GIVEN RECORDS START

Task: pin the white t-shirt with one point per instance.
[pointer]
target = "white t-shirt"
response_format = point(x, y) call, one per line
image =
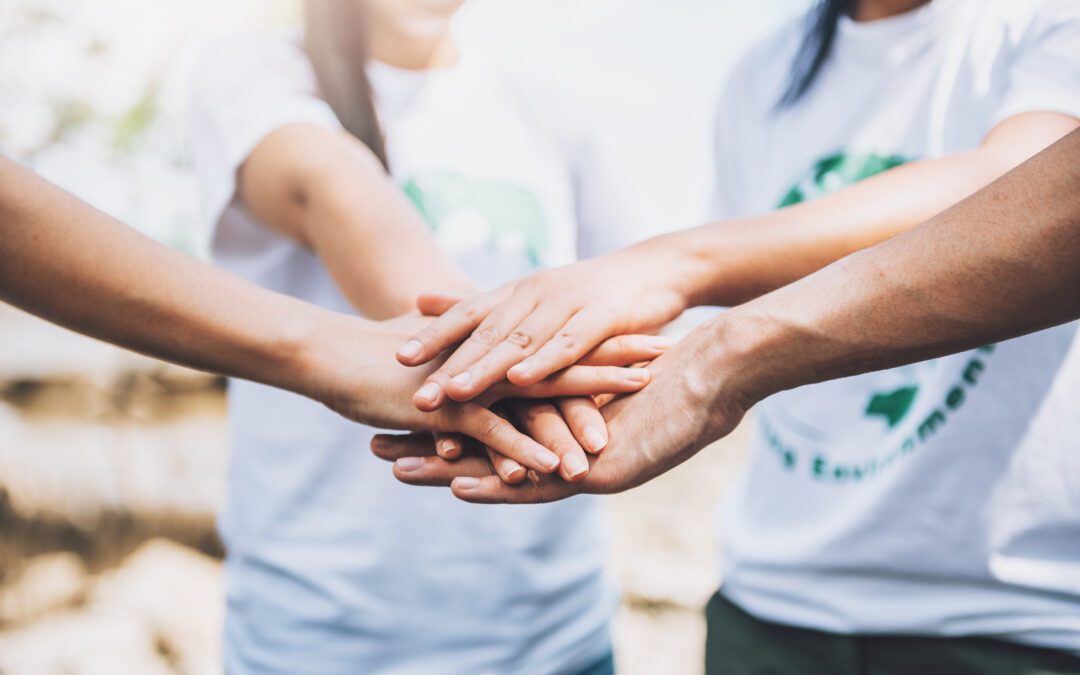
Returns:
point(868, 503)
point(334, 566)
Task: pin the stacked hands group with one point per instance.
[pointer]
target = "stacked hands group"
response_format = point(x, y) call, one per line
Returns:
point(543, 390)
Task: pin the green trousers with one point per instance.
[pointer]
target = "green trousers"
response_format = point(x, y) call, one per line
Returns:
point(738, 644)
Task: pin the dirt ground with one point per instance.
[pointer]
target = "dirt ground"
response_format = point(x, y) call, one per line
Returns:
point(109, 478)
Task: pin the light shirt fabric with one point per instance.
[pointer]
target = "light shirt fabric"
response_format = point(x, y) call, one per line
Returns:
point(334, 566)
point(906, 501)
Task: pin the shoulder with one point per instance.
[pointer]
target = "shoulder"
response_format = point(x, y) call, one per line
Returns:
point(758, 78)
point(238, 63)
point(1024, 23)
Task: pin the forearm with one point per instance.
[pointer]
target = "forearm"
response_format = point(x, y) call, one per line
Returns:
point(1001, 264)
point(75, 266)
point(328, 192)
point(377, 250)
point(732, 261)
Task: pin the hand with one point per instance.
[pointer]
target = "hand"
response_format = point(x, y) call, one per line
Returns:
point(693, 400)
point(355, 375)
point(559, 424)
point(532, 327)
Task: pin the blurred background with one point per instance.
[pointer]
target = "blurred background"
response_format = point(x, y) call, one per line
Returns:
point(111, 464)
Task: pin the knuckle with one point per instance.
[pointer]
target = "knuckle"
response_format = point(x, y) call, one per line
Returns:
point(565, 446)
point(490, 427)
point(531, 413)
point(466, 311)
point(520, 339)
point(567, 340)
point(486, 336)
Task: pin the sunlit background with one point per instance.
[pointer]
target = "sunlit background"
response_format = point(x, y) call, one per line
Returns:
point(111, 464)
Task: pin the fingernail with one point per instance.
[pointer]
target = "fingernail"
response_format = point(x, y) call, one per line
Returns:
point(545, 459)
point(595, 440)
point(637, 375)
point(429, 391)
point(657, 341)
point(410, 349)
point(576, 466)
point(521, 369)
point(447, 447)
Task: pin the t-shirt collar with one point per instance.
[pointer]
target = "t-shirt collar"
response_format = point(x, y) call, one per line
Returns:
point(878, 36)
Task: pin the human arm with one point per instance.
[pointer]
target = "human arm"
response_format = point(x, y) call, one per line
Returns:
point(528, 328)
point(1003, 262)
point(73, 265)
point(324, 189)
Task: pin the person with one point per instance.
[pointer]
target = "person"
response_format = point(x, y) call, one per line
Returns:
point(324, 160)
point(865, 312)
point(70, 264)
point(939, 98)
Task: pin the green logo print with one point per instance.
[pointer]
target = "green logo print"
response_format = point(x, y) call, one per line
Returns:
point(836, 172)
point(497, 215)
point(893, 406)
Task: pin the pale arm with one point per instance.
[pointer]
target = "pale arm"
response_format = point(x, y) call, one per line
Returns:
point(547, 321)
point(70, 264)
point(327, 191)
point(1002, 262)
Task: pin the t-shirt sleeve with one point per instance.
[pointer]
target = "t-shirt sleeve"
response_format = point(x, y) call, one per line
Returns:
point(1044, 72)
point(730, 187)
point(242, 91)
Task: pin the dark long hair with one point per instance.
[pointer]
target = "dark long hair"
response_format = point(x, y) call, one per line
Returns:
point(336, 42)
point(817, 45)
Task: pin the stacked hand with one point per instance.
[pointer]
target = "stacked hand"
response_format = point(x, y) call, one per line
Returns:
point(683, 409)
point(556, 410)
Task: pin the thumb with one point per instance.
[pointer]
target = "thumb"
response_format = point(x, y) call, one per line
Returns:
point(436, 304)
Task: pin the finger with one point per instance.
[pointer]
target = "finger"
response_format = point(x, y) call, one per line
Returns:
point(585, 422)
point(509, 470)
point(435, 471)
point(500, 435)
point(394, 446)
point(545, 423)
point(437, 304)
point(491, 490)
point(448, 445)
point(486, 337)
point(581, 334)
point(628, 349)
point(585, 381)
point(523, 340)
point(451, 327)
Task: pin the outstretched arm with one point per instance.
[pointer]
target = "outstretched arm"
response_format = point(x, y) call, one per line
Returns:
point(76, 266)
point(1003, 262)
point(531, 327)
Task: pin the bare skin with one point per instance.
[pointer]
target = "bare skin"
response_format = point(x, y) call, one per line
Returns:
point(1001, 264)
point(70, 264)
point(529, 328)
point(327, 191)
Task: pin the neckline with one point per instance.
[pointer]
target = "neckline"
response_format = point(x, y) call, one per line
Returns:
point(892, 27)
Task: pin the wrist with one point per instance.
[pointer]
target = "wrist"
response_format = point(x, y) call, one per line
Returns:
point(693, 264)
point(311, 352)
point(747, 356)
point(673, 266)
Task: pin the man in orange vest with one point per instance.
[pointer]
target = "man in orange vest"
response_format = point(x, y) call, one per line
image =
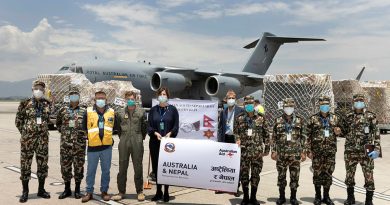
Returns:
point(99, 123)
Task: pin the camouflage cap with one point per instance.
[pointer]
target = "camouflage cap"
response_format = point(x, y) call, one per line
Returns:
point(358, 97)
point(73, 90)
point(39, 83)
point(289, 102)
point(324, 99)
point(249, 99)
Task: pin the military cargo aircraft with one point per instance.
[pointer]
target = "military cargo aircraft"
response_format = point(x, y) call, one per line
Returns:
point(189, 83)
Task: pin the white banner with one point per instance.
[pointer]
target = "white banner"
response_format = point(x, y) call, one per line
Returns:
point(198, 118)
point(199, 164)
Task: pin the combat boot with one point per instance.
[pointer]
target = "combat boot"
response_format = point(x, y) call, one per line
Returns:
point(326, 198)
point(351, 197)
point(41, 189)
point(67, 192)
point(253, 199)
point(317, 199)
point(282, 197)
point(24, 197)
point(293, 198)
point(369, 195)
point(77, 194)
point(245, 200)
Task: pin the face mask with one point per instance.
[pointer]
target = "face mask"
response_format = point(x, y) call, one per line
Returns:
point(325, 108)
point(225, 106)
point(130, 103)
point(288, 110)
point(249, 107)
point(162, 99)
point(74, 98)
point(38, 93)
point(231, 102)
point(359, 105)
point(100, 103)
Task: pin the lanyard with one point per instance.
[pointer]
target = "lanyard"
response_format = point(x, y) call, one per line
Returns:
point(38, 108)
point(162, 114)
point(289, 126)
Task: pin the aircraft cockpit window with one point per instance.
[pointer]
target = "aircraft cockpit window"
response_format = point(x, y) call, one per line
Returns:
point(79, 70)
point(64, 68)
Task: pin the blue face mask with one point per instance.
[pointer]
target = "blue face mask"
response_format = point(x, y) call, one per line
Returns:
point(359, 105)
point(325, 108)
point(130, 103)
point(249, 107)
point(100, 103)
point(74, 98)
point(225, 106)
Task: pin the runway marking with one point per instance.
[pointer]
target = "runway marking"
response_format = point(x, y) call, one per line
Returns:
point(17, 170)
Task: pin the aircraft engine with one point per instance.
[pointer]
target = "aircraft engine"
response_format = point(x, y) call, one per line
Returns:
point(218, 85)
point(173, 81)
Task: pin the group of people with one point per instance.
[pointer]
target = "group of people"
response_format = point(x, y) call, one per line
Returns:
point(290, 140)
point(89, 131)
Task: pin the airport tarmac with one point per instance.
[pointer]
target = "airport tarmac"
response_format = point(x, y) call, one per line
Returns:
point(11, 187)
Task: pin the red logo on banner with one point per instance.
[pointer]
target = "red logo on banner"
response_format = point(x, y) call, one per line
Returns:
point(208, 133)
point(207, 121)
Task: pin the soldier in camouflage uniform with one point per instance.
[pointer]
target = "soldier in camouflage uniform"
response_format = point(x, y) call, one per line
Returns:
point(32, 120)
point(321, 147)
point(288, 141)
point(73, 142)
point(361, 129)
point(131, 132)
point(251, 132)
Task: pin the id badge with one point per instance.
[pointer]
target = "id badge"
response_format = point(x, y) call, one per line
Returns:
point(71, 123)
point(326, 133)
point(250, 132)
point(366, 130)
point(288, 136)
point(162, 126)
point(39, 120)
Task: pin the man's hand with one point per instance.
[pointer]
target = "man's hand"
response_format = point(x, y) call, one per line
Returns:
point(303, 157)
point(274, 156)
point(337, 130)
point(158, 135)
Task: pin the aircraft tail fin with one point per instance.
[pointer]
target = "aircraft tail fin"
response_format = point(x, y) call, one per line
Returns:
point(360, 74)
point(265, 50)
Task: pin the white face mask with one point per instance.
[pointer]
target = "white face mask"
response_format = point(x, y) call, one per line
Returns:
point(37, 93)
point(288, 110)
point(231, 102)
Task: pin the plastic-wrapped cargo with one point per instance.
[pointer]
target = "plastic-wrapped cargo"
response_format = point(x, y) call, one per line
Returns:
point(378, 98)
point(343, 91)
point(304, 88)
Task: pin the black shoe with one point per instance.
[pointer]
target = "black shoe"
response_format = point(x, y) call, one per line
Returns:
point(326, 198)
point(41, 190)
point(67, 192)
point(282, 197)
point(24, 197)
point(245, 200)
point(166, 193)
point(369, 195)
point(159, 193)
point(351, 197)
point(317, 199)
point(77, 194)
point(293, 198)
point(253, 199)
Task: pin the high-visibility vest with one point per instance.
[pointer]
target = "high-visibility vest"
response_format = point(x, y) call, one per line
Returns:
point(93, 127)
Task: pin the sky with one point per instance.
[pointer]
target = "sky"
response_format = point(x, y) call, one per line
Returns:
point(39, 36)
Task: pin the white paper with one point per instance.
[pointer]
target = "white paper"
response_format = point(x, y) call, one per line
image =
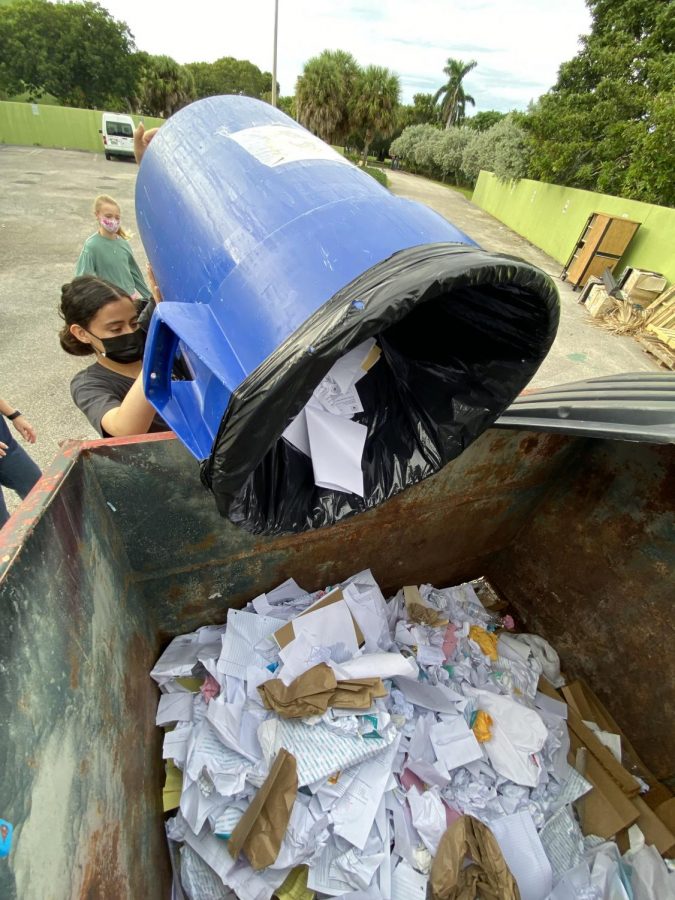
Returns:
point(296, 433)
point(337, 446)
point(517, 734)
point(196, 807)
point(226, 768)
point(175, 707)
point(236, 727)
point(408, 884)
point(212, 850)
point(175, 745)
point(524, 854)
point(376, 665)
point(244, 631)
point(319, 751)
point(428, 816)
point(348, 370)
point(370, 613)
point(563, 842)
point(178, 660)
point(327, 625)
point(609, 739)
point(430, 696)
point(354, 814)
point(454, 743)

GIVEN RECORDS END

*PROBLEM DESCRIPTION*: Check every line of the data above for the string "group", and copy those that have it.

*RESPONSE TO THIS TASK*:
Task: pin the stacked hands group with one point per instance.
target = "stacked hands group"
Task: pin the group of people with one point per instance.
target = "group of people"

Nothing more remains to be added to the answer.